# Listed records:
◇ ◇ ◇ ◇ ◇ ◇ ◇

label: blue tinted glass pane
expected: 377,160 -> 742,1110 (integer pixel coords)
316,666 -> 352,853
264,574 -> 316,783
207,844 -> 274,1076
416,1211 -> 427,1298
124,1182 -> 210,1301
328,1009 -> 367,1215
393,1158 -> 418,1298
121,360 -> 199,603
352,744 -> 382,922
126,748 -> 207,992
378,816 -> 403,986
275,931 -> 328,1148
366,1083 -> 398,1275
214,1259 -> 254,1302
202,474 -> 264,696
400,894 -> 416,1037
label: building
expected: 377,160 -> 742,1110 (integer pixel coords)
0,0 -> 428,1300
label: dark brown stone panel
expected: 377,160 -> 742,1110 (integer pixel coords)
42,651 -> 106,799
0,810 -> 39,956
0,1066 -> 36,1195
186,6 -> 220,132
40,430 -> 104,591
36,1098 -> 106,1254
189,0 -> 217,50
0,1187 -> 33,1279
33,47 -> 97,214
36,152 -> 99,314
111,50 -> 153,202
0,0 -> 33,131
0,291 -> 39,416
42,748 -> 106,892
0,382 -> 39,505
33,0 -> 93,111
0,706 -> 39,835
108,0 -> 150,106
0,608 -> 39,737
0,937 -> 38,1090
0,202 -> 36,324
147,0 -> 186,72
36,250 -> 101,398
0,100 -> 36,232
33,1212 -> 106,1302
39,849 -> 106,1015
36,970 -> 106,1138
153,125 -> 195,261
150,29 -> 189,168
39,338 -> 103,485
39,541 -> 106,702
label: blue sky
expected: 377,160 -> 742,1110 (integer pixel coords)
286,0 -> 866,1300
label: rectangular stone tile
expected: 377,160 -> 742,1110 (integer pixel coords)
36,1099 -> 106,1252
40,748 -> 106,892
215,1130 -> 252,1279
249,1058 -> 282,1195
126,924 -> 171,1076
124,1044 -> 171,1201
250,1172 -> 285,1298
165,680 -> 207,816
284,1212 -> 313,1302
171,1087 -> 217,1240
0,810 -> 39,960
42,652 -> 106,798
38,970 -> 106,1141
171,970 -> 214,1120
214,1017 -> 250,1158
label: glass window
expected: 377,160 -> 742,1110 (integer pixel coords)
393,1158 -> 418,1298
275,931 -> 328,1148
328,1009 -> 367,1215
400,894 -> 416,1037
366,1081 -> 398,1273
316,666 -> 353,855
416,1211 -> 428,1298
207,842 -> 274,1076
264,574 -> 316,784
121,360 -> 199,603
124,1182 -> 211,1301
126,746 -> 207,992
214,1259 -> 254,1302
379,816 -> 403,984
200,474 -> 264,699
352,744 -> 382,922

◇ ◇ ◇ ◇ ◇ ◇ ◇

# Aim:
Rewrite all the rows above, changing each "stone" to "marble" and keeping every other character as it stands.

# Task output:
label: blue tinted glass pane
expected: 377,160 -> 742,1110 (integer pixel coords)
316,666 -> 352,853
264,574 -> 316,783
207,844 -> 274,1076
416,1211 -> 427,1298
124,1182 -> 210,1301
328,1009 -> 367,1215
393,1158 -> 418,1298
121,360 -> 199,603
352,744 -> 382,922
126,748 -> 207,992
378,816 -> 403,986
275,931 -> 328,1148
366,1083 -> 398,1275
214,1259 -> 254,1302
202,474 -> 264,696
400,894 -> 416,1037
label: building
expected: 377,160 -> 742,1110 (integer pixel coords)
0,0 -> 428,1300
label: dark brown marble panel
expected: 377,160 -> 742,1110 (integer pixel coords)
42,651 -> 106,799
0,810 -> 39,956
0,1066 -> 36,1195
186,6 -> 220,132
40,430 -> 104,591
36,1098 -> 106,1254
189,0 -> 217,50
0,1187 -> 33,1279
33,47 -> 97,214
36,152 -> 99,314
111,50 -> 153,202
0,0 -> 33,131
0,291 -> 39,416
42,748 -> 106,892
0,382 -> 39,505
33,0 -> 93,111
0,706 -> 39,835
108,0 -> 150,106
0,608 -> 39,737
0,937 -> 38,1090
0,202 -> 36,324
147,0 -> 186,72
36,250 -> 101,398
0,100 -> 36,232
33,1212 -> 106,1302
39,849 -> 106,1015
36,970 -> 106,1138
153,125 -> 195,261
150,29 -> 189,168
39,338 -> 103,485
39,541 -> 106,702
label: blue sky
expected: 377,160 -> 742,1110 (integer pixel coords)
286,0 -> 866,1300
label: rectangular marble tile
expected: 377,160 -> 742,1110 (integer pixel coords)
36,1099 -> 106,1252
40,748 -> 106,892
215,1130 -> 252,1279
249,1058 -> 282,1195
126,924 -> 171,1076
124,1044 -> 171,1201
250,1172 -> 285,1298
165,680 -> 207,816
284,1212 -> 313,1302
171,1087 -> 217,1240
0,810 -> 39,960
42,652 -> 106,798
38,970 -> 106,1141
171,970 -> 214,1120
214,1017 -> 250,1158
label: glass window
expected: 377,160 -> 742,1110 (integer pixel coords)
393,1158 -> 418,1298
275,931 -> 328,1148
328,1009 -> 367,1215
400,894 -> 416,1037
366,1081 -> 398,1273
316,666 -> 353,855
416,1211 -> 428,1298
207,842 -> 274,1076
264,574 -> 316,784
121,360 -> 199,603
124,1182 -> 211,1301
126,746 -> 207,992
214,1259 -> 254,1302
379,816 -> 403,984
200,474 -> 264,699
352,744 -> 382,922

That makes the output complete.